:: EXERCISE INPUTS ::

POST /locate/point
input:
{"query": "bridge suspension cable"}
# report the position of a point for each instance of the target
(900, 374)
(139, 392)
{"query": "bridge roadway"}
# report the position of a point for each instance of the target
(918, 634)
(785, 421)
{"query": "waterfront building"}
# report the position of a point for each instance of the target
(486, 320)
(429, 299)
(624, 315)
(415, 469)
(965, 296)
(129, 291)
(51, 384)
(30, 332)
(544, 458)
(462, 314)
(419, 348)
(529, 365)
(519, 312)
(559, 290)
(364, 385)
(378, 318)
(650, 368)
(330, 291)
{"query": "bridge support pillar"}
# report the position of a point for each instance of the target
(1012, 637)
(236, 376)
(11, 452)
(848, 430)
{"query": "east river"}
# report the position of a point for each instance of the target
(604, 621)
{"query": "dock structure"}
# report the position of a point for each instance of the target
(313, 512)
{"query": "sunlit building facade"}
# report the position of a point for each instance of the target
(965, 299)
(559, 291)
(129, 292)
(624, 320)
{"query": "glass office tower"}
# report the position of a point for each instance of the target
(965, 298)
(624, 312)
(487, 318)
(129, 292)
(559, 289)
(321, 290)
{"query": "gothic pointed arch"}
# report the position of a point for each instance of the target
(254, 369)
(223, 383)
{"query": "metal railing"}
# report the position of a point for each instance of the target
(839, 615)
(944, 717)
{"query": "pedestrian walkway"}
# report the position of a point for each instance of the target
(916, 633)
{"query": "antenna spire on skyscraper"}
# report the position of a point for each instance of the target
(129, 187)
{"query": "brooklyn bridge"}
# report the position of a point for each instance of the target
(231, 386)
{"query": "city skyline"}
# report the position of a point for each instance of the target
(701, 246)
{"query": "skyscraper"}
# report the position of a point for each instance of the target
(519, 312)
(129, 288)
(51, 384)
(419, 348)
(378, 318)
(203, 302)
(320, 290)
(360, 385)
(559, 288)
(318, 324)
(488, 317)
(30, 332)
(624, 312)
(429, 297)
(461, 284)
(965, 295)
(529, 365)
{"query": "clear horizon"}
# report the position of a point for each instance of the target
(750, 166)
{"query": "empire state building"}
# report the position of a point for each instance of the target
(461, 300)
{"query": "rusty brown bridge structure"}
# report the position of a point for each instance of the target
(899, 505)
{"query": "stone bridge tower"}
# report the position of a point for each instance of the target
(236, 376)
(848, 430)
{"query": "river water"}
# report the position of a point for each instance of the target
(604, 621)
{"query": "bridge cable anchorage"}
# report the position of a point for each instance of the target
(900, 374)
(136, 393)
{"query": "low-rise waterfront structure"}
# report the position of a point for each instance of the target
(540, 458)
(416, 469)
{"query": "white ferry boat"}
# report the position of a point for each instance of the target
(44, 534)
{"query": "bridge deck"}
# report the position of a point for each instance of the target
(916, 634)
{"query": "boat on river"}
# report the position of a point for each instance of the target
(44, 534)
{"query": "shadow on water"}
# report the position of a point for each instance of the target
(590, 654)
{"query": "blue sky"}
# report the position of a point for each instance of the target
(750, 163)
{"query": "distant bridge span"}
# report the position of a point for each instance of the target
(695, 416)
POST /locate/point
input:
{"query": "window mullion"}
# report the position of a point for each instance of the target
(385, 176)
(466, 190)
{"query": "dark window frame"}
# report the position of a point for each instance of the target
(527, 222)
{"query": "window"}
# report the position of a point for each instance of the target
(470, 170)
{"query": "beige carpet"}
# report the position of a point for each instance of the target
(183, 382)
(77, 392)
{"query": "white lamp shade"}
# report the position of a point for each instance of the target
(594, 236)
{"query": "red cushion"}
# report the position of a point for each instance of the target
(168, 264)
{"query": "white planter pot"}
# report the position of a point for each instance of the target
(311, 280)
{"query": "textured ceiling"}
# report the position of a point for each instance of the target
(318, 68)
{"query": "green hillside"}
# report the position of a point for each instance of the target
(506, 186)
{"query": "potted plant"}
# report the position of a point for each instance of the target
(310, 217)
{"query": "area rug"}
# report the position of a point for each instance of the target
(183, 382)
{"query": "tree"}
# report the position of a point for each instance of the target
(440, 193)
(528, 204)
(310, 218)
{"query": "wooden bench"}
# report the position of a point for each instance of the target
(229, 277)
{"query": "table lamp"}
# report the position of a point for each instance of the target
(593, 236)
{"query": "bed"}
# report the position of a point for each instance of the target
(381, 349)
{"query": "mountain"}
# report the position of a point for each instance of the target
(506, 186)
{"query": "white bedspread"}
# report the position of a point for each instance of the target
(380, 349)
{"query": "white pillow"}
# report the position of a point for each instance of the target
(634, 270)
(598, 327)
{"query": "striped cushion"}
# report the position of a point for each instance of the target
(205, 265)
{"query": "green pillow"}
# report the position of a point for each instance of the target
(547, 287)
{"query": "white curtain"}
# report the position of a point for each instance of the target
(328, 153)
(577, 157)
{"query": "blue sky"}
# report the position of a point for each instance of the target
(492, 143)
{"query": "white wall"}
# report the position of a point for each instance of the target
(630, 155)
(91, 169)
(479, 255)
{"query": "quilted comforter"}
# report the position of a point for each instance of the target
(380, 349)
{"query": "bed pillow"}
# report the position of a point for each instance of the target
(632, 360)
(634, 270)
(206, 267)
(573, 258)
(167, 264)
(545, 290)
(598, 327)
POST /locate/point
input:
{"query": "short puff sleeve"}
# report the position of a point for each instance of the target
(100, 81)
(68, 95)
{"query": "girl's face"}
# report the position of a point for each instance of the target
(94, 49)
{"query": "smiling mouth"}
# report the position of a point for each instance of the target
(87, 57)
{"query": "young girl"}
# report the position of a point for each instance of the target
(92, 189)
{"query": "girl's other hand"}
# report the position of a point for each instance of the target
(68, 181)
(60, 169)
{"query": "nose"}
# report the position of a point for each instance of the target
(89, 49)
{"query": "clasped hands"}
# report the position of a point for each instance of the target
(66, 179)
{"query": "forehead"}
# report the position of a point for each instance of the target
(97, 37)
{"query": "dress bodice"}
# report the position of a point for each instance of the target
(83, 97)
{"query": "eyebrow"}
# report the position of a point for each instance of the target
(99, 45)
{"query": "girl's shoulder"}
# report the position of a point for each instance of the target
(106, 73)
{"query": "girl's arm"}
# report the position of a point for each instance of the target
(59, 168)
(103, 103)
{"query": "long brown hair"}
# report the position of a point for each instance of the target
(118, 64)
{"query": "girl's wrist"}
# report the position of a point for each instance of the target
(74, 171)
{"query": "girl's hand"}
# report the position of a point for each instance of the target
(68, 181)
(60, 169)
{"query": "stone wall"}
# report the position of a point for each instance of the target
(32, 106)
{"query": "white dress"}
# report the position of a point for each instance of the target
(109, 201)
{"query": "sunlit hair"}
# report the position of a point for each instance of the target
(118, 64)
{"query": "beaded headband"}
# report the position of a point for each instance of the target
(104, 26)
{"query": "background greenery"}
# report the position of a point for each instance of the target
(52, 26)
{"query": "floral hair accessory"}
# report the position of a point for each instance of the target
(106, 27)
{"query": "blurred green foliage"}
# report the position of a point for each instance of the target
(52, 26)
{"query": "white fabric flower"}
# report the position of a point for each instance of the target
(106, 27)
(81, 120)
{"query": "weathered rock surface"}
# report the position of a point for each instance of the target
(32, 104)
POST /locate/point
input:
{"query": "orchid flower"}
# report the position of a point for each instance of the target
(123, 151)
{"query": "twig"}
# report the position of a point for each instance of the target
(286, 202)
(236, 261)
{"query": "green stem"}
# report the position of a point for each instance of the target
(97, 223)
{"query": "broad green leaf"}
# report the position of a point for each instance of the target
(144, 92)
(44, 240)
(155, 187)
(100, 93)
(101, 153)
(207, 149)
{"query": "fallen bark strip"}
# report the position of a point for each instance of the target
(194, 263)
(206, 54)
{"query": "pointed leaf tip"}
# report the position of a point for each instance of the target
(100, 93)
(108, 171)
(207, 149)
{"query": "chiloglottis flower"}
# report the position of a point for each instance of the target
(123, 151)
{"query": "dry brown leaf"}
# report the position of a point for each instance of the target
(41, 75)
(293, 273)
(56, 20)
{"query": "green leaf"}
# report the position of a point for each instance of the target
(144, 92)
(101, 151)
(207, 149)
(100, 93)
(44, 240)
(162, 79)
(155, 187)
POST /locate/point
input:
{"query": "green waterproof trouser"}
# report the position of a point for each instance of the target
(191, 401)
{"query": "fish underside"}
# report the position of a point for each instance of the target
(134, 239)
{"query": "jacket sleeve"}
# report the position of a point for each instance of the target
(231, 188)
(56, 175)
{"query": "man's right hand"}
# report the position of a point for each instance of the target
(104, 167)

:::

| THE EXERCISE |
Return every line of the listing above that contains the word "waterfront", treating uppercase and lowercase letters as distinct.

| RESULT OF THIS EXERCISE |
{"query": "waterfront building"}
{"query": "low-rise waterfront structure"}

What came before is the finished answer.